===== EXTRACTED RECORDS =====

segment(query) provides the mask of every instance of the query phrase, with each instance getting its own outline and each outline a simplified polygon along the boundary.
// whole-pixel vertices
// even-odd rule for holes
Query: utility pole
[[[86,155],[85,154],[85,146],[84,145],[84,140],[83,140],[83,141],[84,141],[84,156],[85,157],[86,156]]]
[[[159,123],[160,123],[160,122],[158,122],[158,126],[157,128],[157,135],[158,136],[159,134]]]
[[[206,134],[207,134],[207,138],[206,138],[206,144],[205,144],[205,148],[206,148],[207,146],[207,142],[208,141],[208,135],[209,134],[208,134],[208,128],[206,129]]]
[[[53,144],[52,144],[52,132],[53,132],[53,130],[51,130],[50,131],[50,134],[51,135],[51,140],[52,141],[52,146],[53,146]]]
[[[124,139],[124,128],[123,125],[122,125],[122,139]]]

=====
===== EXTRACTED RECORDS =====

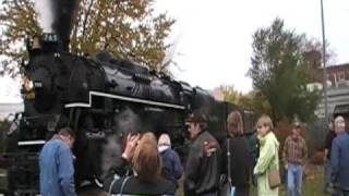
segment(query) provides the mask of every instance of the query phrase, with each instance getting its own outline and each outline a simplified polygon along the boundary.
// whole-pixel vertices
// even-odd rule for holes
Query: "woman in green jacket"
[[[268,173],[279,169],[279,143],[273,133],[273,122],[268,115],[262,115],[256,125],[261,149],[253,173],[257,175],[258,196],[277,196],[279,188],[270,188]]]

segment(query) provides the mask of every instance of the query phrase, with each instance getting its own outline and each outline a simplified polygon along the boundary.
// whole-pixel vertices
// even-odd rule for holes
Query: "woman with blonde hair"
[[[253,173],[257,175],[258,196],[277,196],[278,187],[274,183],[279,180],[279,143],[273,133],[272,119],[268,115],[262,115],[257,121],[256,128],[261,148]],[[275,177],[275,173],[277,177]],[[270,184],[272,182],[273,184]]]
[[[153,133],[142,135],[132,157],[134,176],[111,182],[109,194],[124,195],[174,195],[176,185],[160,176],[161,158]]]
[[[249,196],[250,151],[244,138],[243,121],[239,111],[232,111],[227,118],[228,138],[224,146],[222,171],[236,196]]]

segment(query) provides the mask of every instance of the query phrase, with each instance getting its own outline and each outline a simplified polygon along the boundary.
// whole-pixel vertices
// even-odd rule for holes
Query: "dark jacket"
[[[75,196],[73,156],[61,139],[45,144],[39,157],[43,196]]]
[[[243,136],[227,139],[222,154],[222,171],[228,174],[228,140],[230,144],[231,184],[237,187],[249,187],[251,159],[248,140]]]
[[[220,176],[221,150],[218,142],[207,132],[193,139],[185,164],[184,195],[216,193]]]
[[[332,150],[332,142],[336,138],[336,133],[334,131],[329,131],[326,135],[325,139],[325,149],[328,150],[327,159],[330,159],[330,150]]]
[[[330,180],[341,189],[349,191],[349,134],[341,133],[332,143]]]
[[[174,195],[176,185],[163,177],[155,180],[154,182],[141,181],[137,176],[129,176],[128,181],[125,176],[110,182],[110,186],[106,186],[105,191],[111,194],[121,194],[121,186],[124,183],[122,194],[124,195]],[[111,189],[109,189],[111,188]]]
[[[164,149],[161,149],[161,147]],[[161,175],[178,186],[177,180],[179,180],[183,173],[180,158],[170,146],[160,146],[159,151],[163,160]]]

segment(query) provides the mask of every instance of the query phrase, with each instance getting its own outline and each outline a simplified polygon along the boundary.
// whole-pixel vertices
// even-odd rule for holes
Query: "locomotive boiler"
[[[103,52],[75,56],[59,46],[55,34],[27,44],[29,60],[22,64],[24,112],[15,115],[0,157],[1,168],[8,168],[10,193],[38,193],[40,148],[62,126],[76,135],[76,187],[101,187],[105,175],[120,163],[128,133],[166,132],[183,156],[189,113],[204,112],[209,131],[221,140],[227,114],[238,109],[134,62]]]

=====

> _EXERCISE OBJECTIVE_:
Find each row above that contains the word "jacket", and copy every one of those rows in full.

> _WRITTEN ANSWER_:
Query: "woman in green jacket"
Query: "dark jacket"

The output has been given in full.